* Try it
Give back exactly the lines of the data below, starting with the line that has "<point>224,194</point>" and going on through the line that has "<point>221,117</point>".

* Exercise materials

· · · · ·

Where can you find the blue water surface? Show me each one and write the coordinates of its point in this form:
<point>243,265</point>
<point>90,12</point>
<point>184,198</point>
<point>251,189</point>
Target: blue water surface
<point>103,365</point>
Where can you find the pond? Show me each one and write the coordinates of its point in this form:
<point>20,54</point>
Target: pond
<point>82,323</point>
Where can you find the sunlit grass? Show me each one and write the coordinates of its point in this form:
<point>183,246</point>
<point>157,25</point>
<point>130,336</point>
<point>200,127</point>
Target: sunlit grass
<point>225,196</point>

· · · · ·

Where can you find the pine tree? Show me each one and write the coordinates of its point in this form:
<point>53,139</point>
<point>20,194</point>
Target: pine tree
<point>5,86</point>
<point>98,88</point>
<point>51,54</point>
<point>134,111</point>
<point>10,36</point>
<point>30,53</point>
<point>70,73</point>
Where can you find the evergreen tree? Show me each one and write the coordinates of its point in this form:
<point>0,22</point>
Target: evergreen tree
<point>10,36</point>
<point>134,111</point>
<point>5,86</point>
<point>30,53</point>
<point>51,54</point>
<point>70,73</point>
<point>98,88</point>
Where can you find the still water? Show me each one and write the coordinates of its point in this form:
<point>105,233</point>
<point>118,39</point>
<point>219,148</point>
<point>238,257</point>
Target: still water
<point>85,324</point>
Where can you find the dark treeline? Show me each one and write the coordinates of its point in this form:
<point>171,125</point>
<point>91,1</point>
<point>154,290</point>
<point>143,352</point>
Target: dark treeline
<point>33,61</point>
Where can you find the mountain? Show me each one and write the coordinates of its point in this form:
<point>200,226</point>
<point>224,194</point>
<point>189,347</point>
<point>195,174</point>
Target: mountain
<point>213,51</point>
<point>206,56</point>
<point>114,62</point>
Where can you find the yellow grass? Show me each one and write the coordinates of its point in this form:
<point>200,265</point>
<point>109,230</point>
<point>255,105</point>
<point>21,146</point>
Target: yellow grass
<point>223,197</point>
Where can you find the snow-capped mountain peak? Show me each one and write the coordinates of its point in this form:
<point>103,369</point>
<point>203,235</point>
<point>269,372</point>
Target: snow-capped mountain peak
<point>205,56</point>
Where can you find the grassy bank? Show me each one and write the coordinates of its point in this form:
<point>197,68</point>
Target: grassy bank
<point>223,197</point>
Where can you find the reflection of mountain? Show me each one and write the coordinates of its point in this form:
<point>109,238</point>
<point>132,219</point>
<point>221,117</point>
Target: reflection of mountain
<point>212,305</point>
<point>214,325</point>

· · · · ·

* Task solution
<point>224,194</point>
<point>189,347</point>
<point>195,174</point>
Target: mountain
<point>213,51</point>
<point>206,56</point>
<point>114,62</point>
Where can you find the yellow grass? Show me each one and write the coordinates of its point in this form:
<point>200,265</point>
<point>109,230</point>
<point>255,105</point>
<point>21,146</point>
Target: yellow grass
<point>223,197</point>
Where can you find the snow-capped mountain peak? Show me each one and write the coordinates of its point in this form:
<point>103,369</point>
<point>203,235</point>
<point>269,372</point>
Target: snow-capped mountain peak
<point>205,56</point>
Where can you find the grassy bank? Show me each one and write the coordinates of its point in this form:
<point>197,68</point>
Target: grassy bank
<point>223,197</point>
Where can you find the reflection of mountain? Show me each one and write the coordinates of its point in this form:
<point>109,238</point>
<point>132,219</point>
<point>221,117</point>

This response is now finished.